СПИСОК ЗАДАНИЙ
**a.** В каком году Андо вернулся в Японию, согласно отрывку о его жизни?
**b.** Допишите отрывок о жизни Андо, начав сразу после его последнего предложения.

ОТРЫВОК ИЗ ИСТОЧНИКА
= = = = = = =
Почему Гончаров в своем письме к Кони, знаменитому юристу, упомянул об Андо? По всей вероятности, одна из причин состоит в том, что писатель знал предмет специального изучения японца. С 1881 года до конца 1884 Андо в качестве вольнонаемного преподавателя безвозмездно читал японский язык и упражнял студентов в китайской каллиграфии на факультете восточных языков Петербургского университета, за что и был награжден орденом Станислава 2-й степени. Приведем список его работ, написанных по-русски:
Очерки Кореи по японским источникам ("Морской сборник", 1882 г., кн. июньская, № 6).
Очерки истории японского уголовного права и судопроизводства. Перевод с японского Андо. Издано по рас положению импер. японского посланника в С.-Петербурге г. Ханабуса. СПб., 1885.
1-й лист японской хрестоматии писанный (азбукой) катаканой и тексты. (В 1-м томе китайской хрестоматии проф. В. П. Васильева)25.
В 1885 году Андо возвратился в Японию и в следующем году поступил на службу в министерство иностранных дел. А в 1887 году он стал прокурором, принадлежащим министерству юстиции, и служил в судах в городах Нагоя и Гифу.
87
С 1891 года Андо служил старшим прокурором в окружных судах городов Маэбаси, Кумамото и Екогама. В 1896 году он был губернатором префектур Тояма, Тиба, Эхимэ, Нагасаки и Ниигата, а затем — мэром городов Ёкогама и Киото. В 1903 году Андо был избран в палату представителей — нижнюю палату японского парламента.
В 1902 году в Токио было создано "Японско-русское общество". Цель общества состояла в том, чтобы стремиться к лучшему взаимопониманию между Японией и Россией и процветанию японо-русской торговли в критический момент перед началом Русско-японской войны. Президентом общества был Эномото Такэаки, а Андо — одним из консультантов.
Андо умер 30-го июля 1924 года в Токио в возрасте 71 года. Интересно, что и первый персонаж нашей статьи скончался в этот же день, но тремя годами позже.
= = = = = = =
[Записи набора данных]
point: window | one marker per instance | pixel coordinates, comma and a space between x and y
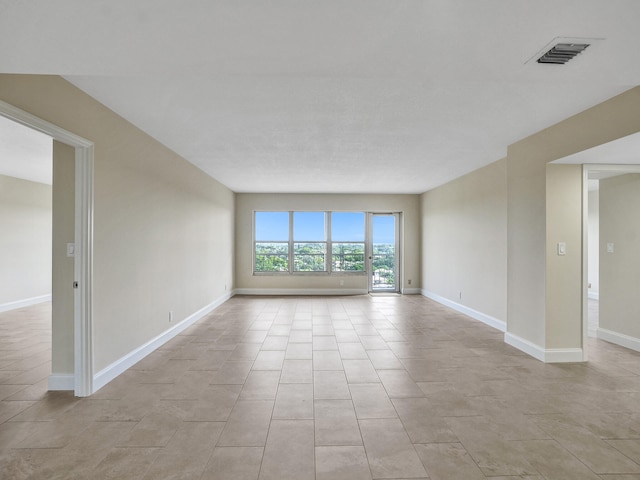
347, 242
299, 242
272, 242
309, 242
= = = = = = =
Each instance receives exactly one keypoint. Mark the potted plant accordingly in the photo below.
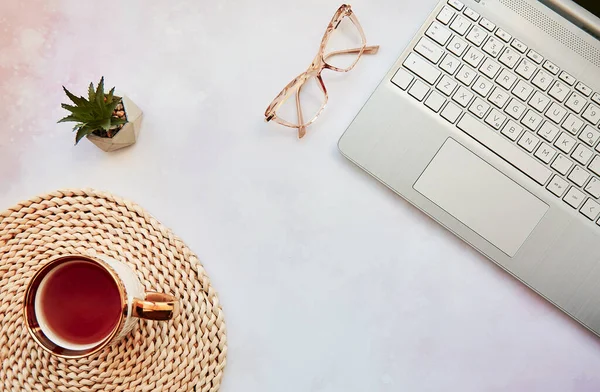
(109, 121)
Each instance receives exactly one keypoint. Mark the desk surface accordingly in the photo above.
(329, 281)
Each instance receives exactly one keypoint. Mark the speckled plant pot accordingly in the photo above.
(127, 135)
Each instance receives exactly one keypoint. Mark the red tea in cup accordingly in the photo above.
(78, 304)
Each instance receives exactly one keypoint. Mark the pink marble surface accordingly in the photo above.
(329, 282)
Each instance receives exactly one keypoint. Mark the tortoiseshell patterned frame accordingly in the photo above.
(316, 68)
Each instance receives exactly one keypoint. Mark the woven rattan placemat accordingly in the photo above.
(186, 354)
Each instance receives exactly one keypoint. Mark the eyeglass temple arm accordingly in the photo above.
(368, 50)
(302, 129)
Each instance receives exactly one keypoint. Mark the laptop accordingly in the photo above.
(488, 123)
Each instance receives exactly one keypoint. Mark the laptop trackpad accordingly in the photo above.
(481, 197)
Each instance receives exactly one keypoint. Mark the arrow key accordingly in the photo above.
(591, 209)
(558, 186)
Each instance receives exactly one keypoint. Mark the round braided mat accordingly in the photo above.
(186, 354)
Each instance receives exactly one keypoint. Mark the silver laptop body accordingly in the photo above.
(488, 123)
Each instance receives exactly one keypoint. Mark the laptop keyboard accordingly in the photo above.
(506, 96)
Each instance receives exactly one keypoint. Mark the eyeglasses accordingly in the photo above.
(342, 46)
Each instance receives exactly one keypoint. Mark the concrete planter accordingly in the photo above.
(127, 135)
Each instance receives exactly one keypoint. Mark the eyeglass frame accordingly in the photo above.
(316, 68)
= = = = = = =
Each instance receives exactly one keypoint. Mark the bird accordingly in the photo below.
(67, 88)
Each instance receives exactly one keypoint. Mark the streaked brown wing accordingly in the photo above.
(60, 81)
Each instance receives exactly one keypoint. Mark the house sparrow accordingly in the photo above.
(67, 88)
= = = = = = =
ОТВЕТЫ
**a.** В 1885 году.

**b.**
VII
К сожалению, Андо не исполнил обещание, данное Гончарову перевести "Фрегат "Паллада" на японский язык. Он отлично владел русским языком, но его интересовал закон и политика, а не литература. Отрывок из двух глав "Русские в Японии" в очерках путешествия в первый раз был переведен на японский язык в 1898 году26, а полный перевод двух глав и главы "Через двадцать лет" был опубликован в 1930 году27. "Фрегат "Паллада" полностью еще не переведен на японский язык.
Еще одна деталь: в 1882 году японский принц Арисугава-но-мия Тарухито для присутствия на церемонии коронации Александра III посетил Петербург, и, узнав о занятиях русских студентов японским языком в Петербургском университете, преподнес университету примерно 3500 экземпляров японских книг из своей библиотеки. О занятиях японским языком принцу рассказал Андо28. На основе этой библиотеки Арисугавы факультет восточных языков Петербургского университета выпустил таких японоведов всемирного значения, как Конрад, Невский и Елисеев.
С ноября 1904 года Андо служил губернатором префектуры Эхимэ на острове Сикоку. В то время шла Русско-японская война. В 29 лагерях по всей Японии находились русские военнопленные. Их общее число составляло 72408 человек. Самый большой лагерь был в городе Мацуяма (префектура Эхимэ) — в нем содержалось 6019 военнопленных. В 1899 году в Гааге в Нидерландах был заключен международный договор, который подписали и Россия, и Япония. Договор
88
требовал гуманного обращения с военнопленными во время войны. Япония соблюдала договор добросовестно. С этой целью и Андо, знаток России, был назначен на должность губернатора префектуры Эхимэ.
Японцы часто навещали русских военнопленных. Военнопленные пользовались значительной свободой: они отправлялись в экскурсии, занимались обувным и замочным производством, преподавали друг другу русский и польский языки в школе, открытой в лагере. Даже зарождалась любовь между военнопленными и японскими девушками29.
В заключение отвечу на еще один вопрос профессора В. И. Мельника, прозвучавший в упоминаемой выше статье: "И кто тот японец, познакомиться с которым собирался писатель в 1887 году в доме Кони?"30. Это, по всей вероятности, Ниси Токудзиро (1847—1912), который в 1886 году прибыл в Петербург в качестве японского посла. Однако состоялась ли его встреча с Гончаровым или нет, к сожалению, пока неизвестно.
Приносим благодарность преподавателю университета Сайтама Алле Викторовне Хамано.